- [SUPPLIED MATERIAL]
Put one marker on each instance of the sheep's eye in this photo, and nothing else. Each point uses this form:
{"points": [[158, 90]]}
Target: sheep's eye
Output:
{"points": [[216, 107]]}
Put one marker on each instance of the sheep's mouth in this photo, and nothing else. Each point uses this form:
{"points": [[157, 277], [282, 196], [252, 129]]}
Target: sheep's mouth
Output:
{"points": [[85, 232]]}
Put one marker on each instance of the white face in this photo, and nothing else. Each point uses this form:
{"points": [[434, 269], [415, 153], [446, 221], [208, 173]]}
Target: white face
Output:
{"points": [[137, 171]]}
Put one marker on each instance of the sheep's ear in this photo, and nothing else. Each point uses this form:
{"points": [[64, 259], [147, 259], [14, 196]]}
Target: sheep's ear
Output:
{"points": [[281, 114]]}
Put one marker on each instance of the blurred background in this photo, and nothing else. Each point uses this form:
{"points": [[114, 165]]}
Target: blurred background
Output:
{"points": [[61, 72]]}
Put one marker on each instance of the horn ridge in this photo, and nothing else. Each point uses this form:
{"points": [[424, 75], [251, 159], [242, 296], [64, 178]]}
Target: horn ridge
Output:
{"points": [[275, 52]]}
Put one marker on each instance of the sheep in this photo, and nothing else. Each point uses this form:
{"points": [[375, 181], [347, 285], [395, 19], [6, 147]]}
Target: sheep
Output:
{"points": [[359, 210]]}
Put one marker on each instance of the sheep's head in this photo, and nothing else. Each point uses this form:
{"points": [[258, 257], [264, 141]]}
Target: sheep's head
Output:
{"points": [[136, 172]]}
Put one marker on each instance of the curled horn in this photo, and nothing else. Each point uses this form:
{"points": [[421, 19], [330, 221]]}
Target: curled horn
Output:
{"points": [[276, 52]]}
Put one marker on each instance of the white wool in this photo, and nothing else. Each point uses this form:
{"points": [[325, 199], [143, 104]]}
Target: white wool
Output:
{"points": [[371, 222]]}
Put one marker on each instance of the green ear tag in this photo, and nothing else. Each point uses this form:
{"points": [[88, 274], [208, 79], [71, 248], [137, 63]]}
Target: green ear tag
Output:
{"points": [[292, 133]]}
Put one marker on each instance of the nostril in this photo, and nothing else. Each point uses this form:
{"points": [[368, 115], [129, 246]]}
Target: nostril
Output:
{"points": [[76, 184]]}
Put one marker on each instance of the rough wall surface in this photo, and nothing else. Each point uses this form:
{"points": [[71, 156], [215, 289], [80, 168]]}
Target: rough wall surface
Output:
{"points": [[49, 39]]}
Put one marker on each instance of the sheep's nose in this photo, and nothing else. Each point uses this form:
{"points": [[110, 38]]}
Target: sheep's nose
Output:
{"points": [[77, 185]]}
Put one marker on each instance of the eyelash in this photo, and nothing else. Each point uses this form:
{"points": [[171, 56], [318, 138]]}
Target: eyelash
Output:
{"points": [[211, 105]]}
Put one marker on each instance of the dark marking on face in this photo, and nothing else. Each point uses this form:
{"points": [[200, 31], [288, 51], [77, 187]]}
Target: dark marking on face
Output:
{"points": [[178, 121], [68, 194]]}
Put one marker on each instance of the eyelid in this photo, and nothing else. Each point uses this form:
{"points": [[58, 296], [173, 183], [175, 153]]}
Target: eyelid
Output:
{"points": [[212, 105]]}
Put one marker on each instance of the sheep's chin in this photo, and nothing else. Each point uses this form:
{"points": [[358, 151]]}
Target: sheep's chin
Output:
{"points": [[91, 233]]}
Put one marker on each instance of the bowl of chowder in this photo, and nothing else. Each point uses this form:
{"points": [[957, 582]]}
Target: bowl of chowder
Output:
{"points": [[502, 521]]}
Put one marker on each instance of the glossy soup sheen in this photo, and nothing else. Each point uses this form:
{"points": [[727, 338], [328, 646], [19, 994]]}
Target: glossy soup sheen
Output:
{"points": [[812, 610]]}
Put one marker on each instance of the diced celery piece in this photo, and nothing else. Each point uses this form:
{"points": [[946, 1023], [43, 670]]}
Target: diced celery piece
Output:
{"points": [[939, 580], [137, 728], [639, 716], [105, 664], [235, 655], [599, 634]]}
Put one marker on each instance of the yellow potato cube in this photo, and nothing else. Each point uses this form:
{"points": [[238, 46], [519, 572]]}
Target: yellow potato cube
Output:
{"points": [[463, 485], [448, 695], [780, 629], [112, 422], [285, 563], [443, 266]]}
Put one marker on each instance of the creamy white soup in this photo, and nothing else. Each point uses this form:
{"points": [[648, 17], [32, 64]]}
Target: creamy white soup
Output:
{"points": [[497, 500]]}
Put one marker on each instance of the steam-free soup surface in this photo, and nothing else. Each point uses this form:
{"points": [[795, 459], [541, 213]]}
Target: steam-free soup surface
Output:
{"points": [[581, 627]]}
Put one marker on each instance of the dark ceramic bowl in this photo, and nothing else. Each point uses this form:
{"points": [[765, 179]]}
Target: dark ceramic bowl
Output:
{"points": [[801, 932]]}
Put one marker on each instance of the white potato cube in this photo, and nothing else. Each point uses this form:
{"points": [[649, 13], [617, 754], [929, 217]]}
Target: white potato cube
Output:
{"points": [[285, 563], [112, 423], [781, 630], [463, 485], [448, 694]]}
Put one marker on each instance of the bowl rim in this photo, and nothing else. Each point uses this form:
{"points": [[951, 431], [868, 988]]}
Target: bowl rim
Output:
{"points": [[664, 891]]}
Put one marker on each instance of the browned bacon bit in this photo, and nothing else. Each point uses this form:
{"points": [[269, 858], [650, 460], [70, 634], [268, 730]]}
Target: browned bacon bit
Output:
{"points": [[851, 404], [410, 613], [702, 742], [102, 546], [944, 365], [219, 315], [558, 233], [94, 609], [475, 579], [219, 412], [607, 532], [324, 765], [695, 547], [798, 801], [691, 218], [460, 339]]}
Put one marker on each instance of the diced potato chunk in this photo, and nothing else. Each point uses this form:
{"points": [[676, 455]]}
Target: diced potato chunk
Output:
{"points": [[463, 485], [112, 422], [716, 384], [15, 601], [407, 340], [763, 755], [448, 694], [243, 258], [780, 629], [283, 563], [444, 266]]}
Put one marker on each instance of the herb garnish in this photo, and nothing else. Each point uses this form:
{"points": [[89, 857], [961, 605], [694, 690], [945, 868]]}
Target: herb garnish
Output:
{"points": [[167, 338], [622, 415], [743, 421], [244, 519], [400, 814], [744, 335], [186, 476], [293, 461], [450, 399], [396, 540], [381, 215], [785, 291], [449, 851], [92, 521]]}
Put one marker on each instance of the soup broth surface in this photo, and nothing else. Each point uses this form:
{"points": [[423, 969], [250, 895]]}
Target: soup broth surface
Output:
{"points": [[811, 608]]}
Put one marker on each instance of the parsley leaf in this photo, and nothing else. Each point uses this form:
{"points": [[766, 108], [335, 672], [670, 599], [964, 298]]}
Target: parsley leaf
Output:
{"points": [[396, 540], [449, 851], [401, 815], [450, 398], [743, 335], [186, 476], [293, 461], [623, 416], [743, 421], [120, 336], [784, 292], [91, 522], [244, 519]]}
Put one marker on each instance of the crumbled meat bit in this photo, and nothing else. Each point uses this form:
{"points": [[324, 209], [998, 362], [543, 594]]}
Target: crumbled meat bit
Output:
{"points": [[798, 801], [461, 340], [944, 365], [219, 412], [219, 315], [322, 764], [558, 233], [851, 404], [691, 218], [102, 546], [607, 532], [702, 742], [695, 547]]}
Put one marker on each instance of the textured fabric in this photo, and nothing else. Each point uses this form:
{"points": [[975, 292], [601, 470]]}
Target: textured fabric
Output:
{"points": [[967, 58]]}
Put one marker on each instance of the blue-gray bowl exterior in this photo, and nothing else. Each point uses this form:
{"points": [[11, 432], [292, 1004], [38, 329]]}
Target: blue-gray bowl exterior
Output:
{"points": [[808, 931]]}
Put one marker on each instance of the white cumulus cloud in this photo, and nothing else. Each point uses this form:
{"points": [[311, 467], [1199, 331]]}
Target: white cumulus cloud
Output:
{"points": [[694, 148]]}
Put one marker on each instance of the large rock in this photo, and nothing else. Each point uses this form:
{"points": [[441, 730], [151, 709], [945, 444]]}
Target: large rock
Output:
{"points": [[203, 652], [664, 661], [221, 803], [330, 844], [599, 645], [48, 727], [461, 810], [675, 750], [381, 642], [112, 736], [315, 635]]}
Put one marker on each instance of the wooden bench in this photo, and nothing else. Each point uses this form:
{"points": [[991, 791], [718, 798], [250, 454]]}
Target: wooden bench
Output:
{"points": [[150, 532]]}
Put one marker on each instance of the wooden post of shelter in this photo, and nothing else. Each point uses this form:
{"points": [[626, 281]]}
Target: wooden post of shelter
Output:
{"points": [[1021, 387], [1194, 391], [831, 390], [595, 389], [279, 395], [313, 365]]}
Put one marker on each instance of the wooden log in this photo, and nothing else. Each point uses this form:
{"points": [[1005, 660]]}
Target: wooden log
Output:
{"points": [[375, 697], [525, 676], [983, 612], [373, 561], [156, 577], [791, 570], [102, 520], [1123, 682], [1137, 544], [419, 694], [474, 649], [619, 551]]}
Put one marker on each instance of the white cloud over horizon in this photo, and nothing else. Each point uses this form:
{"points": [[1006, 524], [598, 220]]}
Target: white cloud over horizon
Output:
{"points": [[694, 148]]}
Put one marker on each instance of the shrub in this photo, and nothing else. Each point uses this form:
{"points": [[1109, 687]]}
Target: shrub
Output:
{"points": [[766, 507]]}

- [EXERCISE DETAILS]
Rewrite the data from the line containing "Put one marker on each instance of the shrub" through the end of the data, replacing "shrub" with "bush" and changing nothing else.

- [SOLUTION TO THIS EXERCISE]
Put one marker on each instance of the bush in this photo, and nothing else. Each point uses this form:
{"points": [[1109, 687]]}
Target: bush
Output:
{"points": [[766, 507]]}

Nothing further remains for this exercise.